*** Begin section ***

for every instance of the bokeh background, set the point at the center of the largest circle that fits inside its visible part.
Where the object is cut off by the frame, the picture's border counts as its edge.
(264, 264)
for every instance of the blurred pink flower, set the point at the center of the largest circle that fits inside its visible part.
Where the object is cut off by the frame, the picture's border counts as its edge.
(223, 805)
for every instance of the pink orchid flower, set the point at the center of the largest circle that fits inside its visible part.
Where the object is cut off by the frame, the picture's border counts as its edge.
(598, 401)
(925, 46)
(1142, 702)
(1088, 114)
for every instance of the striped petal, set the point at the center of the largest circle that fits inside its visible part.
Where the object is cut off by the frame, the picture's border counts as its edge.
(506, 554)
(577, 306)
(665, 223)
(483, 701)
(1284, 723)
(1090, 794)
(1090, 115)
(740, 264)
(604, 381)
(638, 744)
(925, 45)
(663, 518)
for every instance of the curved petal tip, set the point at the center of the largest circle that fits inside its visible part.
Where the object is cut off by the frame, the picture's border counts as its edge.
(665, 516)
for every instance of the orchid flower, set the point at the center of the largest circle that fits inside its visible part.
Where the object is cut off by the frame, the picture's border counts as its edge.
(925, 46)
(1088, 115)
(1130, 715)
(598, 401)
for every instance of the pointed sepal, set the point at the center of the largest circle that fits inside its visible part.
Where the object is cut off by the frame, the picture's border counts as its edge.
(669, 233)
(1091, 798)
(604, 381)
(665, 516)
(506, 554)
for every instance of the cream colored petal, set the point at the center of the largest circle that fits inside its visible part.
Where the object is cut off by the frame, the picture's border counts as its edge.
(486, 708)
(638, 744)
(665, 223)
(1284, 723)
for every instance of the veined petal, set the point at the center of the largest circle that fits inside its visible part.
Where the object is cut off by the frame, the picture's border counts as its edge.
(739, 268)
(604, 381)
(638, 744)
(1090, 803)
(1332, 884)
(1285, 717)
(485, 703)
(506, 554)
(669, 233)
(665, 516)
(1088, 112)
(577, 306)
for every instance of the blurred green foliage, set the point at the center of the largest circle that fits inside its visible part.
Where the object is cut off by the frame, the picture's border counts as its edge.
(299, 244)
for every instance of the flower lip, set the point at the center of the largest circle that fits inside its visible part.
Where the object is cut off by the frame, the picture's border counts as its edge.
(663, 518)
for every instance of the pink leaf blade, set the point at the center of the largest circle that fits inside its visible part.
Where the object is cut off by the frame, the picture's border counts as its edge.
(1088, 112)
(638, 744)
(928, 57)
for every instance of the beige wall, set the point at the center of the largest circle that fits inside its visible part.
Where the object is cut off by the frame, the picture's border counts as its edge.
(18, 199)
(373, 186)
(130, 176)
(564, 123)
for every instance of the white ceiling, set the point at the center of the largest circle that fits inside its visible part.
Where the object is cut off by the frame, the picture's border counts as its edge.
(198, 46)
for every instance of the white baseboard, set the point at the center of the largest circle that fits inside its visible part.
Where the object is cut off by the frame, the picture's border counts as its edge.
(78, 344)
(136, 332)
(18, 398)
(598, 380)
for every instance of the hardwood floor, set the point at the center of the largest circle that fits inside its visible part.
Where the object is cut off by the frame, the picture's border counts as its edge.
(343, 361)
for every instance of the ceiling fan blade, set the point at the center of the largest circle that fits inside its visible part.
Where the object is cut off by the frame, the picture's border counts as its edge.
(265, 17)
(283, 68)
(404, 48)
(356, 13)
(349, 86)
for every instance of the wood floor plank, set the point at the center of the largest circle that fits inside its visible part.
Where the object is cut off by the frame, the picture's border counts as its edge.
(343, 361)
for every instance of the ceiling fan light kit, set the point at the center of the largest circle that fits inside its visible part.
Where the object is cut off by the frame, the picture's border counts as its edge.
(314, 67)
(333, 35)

*** End section ***

= TASK DESCRIPTION =
Within the listing, how many lines include the string "blade"? Supply the number and no further words.

= REPLY =
2